## Contextualization
Raw transactional data is loaded and columns of interest are identified for contextualization (layering).

## Clustering
Each layer is clustered independently over all time windows

## Temporal Community Segmentation
Clusters are split up based on their timestamp into multiple time windows


## Feature Engineering
_Features are extracted for each cluster:_
- cluster size
- cluster standard deviation
- cluster scarcity
- cluster popularity (importance I)
- cluster diversity (importance II)

new:
- ??? (range/needed space)
- center


_Features are extracted for each layer:_
- relative cluster sizes
- layer entropy
- distance from global centers

new:
- number of nodes
- number of clusters
- center of clusters

## Cluster Features

In [None]:
from typing import List
import json
import os
from entities import TimeWindow, Cluster

def calculate_metrics_for_clusters(layer_name: str, feature_names: List[str]):
    '''
    :param layer_name: Name of the layer for which multiple time windows exist
    :param feature_names: Features of the layer
    '''
    print(f"Working on {layer_name}")

Entries supplied:
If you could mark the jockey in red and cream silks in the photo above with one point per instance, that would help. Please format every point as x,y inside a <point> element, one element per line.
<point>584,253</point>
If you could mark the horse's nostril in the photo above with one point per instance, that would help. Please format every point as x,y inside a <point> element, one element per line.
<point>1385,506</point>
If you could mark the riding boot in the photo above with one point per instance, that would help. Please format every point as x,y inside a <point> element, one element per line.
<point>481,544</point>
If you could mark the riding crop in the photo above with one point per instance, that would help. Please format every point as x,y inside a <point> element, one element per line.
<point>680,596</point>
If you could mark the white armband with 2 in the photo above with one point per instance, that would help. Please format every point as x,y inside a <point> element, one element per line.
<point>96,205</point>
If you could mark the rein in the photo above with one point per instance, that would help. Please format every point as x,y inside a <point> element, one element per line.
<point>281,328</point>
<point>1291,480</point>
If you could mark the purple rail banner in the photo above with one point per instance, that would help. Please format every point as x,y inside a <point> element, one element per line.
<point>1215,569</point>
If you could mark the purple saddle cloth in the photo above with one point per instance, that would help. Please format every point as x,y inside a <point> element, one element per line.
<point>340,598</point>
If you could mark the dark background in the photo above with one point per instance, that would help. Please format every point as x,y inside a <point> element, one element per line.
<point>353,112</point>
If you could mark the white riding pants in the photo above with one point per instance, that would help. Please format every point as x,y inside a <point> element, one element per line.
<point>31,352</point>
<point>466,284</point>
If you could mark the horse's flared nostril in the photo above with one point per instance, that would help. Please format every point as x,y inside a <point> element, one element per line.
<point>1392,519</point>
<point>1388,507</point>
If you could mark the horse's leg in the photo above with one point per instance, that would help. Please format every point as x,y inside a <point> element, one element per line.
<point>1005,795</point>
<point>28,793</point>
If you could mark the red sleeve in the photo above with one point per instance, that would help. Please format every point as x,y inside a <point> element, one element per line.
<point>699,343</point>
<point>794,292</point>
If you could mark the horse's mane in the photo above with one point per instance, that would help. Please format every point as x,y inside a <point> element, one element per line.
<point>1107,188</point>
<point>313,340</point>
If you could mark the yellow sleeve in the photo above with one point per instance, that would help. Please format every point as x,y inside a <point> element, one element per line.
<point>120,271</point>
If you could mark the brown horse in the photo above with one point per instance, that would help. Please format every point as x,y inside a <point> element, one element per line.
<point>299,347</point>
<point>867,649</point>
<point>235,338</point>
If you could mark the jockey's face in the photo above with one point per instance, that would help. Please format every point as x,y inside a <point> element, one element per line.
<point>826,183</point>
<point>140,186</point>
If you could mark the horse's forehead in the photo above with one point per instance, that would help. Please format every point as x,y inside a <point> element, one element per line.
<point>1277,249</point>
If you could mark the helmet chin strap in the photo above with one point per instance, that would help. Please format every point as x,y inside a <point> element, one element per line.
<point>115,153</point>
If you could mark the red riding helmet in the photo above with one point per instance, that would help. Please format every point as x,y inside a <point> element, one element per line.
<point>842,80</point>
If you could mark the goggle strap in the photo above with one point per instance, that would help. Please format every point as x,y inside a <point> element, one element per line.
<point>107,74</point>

Required work: Extend the notebook on clustering transactional data, starting right after its last line of code.

Final answer:
    path_in = f'input/timeslices/{layer_name}'
    path_out = f'input/metrics/{layer_name}.json'

    complete_clusters: List[Cluster] = []

    for root, _, files in os.walk(path_in):
        for f in files:
            with open(os.path.join(root, f), 'r') as file:
                # for each time window json
                json_slice = json.loads(file.read())
                time_window = TimeWindow.create_from_serializable_dict(json_slice)

                # create all clusters + metrics for one time window
                clusters = Cluster.create_multiple_from_time_window(time_window, feature_names)
                complete_clusters.extend(clusters)
        
    # store the cluster metrics
    with open(path_out, 'w') as file:
        file.write(json.dumps([cl.__dict__ for cl in complete_clusters]))